SECTION 7. PRO FORMA APPLICATION

A Pro Forma application is similar to a Final Application with the following differences:

  • In lieu of making all of the required certifications, the applicant may describe the certifications that the applicant in good faith expects to make as part of the Final Application but that the applicant cannot yet make. If the applicant does not yet have sufficient information to make a certification, the applicant must describe the additional information it needs and how it intends to obtain that information.

  • If the applicant does not have sufficient information satisfactorily to complete the items described in Section 6(3)(a) through (e) of this notice, the applicant must provide the required information that is in its possession and must describe both whatever additional information is required by section 54B, by this notice, by the USFS, or by any affected State and how the applicant intends to obtain that information.

  • The certifications required by Section 6(3)(f) and Section 6(3)(g) are not required.

  • An executed election under section 54B(h) need not be included, but the applicant must state whether it intends to make the election.

→ Written instruction A
According to the section on Pro Forma applications, which certifications are not required?
→ Written instruction B
Do these statements agree with the section on Pro Forma applications? Answer yes or no for each, quoting the words of the text that decide it.
(i) A Pro Forma application must include an executed election under section 54B(h).
(ii) The applicant must state whether it intends to make the election under section 54B(h).
(iii) An applicant without enough information to make a certification must describe the additional information it needs.
→ Written instruction C
Retype a passage from the section on Pro Forma applications word for word, beginning at the words "SECTION 7. PRO" and stopping after "it intends to obtain that information.".

[Detection annotation listing]
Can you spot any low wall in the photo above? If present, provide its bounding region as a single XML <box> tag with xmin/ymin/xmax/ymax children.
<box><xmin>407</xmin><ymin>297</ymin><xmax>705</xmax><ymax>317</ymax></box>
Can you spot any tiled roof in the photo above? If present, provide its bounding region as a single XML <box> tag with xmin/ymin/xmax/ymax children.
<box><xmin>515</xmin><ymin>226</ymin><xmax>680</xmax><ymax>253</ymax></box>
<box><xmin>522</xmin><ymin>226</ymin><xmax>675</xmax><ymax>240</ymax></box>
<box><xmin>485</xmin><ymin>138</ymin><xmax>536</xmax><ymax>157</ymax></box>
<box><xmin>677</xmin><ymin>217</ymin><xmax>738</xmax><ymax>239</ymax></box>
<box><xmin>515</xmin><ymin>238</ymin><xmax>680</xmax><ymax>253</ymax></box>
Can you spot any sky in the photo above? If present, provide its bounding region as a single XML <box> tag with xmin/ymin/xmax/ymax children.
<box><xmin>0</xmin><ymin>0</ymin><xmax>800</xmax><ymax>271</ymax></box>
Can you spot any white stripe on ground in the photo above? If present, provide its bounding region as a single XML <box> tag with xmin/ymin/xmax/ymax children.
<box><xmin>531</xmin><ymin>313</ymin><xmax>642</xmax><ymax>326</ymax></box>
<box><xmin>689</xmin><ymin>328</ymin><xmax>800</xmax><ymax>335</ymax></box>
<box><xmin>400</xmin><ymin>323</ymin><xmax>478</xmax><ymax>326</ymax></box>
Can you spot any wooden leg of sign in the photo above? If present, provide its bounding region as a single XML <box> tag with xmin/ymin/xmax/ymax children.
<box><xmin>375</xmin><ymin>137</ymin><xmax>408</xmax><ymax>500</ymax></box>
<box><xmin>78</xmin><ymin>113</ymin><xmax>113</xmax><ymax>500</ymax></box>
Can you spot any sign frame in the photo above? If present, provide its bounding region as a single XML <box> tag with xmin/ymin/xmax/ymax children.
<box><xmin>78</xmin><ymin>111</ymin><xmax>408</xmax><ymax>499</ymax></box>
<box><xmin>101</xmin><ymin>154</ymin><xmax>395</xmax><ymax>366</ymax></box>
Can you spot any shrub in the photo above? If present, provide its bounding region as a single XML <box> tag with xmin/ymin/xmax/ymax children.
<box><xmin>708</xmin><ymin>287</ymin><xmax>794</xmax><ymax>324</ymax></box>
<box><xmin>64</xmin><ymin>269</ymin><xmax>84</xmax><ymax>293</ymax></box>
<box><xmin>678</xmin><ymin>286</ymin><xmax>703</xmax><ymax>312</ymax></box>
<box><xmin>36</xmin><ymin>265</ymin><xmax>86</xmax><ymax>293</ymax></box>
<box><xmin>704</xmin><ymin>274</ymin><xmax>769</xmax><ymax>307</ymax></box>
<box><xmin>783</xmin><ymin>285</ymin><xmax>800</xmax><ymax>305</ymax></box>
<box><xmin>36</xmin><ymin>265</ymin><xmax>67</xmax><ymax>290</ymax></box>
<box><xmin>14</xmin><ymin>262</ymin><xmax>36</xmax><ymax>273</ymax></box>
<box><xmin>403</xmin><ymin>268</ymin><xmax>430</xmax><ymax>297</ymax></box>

→ Expected answer A
The certifications required by Section 6(3)(f) and Section 6(3)(g).

→ Expected answer B
(i) No: "An executed election under section 54B(h) need not be included"
(ii) Yes: "the applicant must state whether it intends to make the election"
(iii) Yes: "the applicant must describe the additional information it needs and how it intends to obtain that information"

→ Expected answer C
SECTION 7. PRO FORMA APPLICATION

A Pro Forma application is similar to a Final Application with the following differences:

  • In lieu of making all of the required certifications, the applicant may describe the certifications that the applicant in good faith expects to make as part of the Final Application but that the applicant cannot yet make. If the applicant does not yet have sufficient information to make a certification, the applicant must describe the additional information it needs and how it intends to obtain that information.